[Collection entries]
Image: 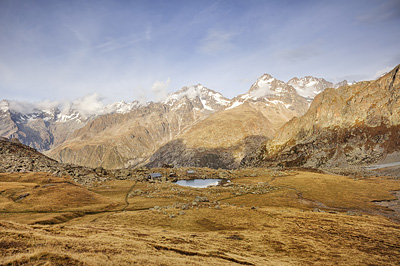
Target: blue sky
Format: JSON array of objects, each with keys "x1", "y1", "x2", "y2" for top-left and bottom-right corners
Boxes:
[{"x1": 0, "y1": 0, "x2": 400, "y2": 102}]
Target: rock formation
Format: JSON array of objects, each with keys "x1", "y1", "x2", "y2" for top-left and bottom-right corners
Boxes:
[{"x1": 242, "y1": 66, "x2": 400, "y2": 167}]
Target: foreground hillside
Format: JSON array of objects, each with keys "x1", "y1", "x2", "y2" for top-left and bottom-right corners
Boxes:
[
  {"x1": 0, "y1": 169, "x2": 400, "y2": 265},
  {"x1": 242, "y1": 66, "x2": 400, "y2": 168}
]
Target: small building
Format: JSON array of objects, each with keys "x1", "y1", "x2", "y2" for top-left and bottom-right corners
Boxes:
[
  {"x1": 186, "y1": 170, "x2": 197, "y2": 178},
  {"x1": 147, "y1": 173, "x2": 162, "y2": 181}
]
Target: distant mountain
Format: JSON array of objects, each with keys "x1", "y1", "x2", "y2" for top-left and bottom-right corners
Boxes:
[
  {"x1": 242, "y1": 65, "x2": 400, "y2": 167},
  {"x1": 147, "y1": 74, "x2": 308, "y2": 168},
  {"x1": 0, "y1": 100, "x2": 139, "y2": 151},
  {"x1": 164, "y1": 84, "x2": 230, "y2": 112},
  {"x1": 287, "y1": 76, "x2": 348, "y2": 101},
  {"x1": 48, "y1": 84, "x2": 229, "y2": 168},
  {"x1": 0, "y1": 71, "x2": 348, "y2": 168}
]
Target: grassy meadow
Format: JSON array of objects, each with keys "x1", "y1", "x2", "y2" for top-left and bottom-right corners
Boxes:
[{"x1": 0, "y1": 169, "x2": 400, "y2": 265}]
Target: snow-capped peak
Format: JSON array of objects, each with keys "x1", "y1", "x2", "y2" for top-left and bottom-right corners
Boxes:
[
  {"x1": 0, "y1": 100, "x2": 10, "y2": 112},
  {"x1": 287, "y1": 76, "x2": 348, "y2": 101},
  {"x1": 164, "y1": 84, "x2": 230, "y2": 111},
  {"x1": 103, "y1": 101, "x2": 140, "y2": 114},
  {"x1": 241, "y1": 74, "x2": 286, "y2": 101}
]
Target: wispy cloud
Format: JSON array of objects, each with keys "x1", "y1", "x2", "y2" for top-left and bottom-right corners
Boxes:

- What the task requires -
Please copy out every one of the items above, word for word, leaving the pictures out.

- Response -
Image: 
Target: blue sky
Format: JSON array of objects, each with keys "x1", "y1", "x2", "y2" for top-left and bottom-right corners
Boxes:
[{"x1": 0, "y1": 0, "x2": 400, "y2": 102}]
Target: rock formation
Format: JSON array of objects, each with keys "x1", "y1", "x2", "y2" for top-left and bottom-right corners
Boxes:
[{"x1": 242, "y1": 66, "x2": 400, "y2": 167}]
Target: foreground hillside
Format: JSON array of objects, each with keys "x1", "y1", "x2", "y2" for top-left and bottom-right corners
Boxes:
[
  {"x1": 0, "y1": 169, "x2": 400, "y2": 265},
  {"x1": 242, "y1": 66, "x2": 400, "y2": 168}
]
Target: small building
Format: JSON array of objects, each with keys "x1", "y1", "x2", "y2" for top-left and bottom-right corners
Boxes:
[
  {"x1": 186, "y1": 170, "x2": 197, "y2": 178},
  {"x1": 147, "y1": 173, "x2": 162, "y2": 181}
]
Target: distant mountain
Format: JSON array of objects, each with keys "x1", "y1", "x2", "y2" for top-left and bottom-right corners
Boxes:
[
  {"x1": 242, "y1": 65, "x2": 400, "y2": 167},
  {"x1": 147, "y1": 74, "x2": 308, "y2": 168},
  {"x1": 0, "y1": 100, "x2": 139, "y2": 151},
  {"x1": 164, "y1": 84, "x2": 230, "y2": 112},
  {"x1": 287, "y1": 76, "x2": 348, "y2": 101},
  {"x1": 48, "y1": 84, "x2": 229, "y2": 168},
  {"x1": 0, "y1": 71, "x2": 348, "y2": 168}
]
Target: grassy meadow
Format: JSON array of objects, each with keys "x1", "y1", "x2", "y2" for top-left and bottom-right corners
Boxes:
[{"x1": 0, "y1": 169, "x2": 400, "y2": 265}]
Target: snow-capped peak
Format: JSON array of objects, each with keys "x1", "y1", "x2", "y2" for top-left and bottom-right corners
Boxes:
[
  {"x1": 0, "y1": 100, "x2": 10, "y2": 112},
  {"x1": 287, "y1": 76, "x2": 348, "y2": 101},
  {"x1": 164, "y1": 84, "x2": 230, "y2": 111},
  {"x1": 103, "y1": 101, "x2": 140, "y2": 114},
  {"x1": 241, "y1": 74, "x2": 286, "y2": 101}
]
Target: wispy cloud
Format: JSON array of objects, each with keys "x1", "y1", "x2", "y2" for top-left and bottom-right corners
Boxes:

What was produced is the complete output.